### Entries supplied
____

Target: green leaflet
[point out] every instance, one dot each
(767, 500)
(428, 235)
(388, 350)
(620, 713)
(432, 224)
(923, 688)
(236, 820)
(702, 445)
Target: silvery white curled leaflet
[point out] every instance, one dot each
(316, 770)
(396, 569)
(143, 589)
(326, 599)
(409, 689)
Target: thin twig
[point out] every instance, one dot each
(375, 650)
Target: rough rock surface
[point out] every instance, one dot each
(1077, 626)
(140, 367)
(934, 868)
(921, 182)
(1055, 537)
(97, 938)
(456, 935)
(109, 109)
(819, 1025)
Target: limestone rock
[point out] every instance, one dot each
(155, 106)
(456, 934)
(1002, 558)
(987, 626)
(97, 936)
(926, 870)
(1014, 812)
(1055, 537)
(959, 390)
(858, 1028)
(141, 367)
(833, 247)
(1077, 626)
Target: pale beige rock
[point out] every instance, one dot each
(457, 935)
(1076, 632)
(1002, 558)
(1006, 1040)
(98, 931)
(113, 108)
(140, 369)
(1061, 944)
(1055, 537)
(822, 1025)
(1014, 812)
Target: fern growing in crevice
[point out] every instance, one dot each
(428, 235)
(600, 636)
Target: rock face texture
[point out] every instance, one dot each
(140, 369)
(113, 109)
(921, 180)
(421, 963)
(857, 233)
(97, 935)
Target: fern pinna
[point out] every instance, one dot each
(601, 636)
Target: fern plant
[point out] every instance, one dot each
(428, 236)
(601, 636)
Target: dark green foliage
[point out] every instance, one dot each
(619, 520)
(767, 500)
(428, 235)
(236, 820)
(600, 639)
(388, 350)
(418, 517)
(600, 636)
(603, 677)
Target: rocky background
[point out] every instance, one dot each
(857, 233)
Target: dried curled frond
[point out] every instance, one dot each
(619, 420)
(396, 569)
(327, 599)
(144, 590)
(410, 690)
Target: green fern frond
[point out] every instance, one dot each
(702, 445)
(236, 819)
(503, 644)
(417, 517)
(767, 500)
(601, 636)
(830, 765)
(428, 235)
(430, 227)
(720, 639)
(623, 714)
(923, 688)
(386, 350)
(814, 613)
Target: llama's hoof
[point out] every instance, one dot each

____

Copy every one of the records above word for word, keeping each line and its order unchanged.

### Final result
Target: green leaflet
[point out] every instance, one dot each
(767, 500)
(428, 235)
(388, 350)
(620, 713)
(432, 224)
(923, 688)
(236, 820)
(702, 445)
Target: silvery white curled leaflet
[point out] every instance, one dot each
(316, 770)
(396, 569)
(143, 589)
(326, 599)
(409, 689)
Target: thin twig
[point out] every instance, one dot each
(375, 650)
Target: rough rock surface
[point out] every instance, one dot each
(1077, 626)
(140, 367)
(934, 868)
(921, 182)
(1055, 537)
(97, 938)
(456, 935)
(109, 109)
(819, 1025)
Target: limestone rock
[point out] every instance, one dot each
(155, 106)
(456, 934)
(1002, 558)
(987, 626)
(97, 936)
(926, 870)
(1014, 812)
(1055, 537)
(959, 390)
(858, 1028)
(141, 367)
(833, 247)
(1077, 626)
Target: pale beige rock
[point out] every instance, one dot each
(457, 935)
(1076, 632)
(1002, 558)
(1006, 1040)
(98, 931)
(113, 108)
(140, 369)
(1061, 944)
(1055, 537)
(822, 1025)
(1014, 812)
Target: fern growing in crevice
[point out] every instance, one dot each
(428, 235)
(600, 636)
Target: rock face texture
[point out] every instance, one dot each
(140, 369)
(113, 109)
(921, 180)
(421, 963)
(857, 233)
(97, 935)
Target: fern pinna
[point out] every instance, one dot each
(601, 636)
Target: fern plant
[point out] every instance, one dot each
(428, 236)
(601, 636)
Target: dark green foliage
[point out] every instance, one dot each
(619, 520)
(767, 500)
(428, 235)
(236, 820)
(600, 639)
(388, 350)
(418, 517)
(600, 636)
(603, 677)
Target: rocky background
[point out] every instance, one dot each
(857, 233)
Target: dried curled frond
[point out] every instance, one dot each
(619, 420)
(396, 569)
(327, 599)
(144, 590)
(410, 690)
Target: green fern frond
[point out] every instance, one dot each
(702, 445)
(236, 819)
(503, 644)
(417, 517)
(767, 500)
(601, 636)
(830, 765)
(428, 235)
(430, 227)
(720, 639)
(623, 714)
(923, 688)
(386, 350)
(814, 613)
Target: llama's hoof
[point out] every instance, one dot each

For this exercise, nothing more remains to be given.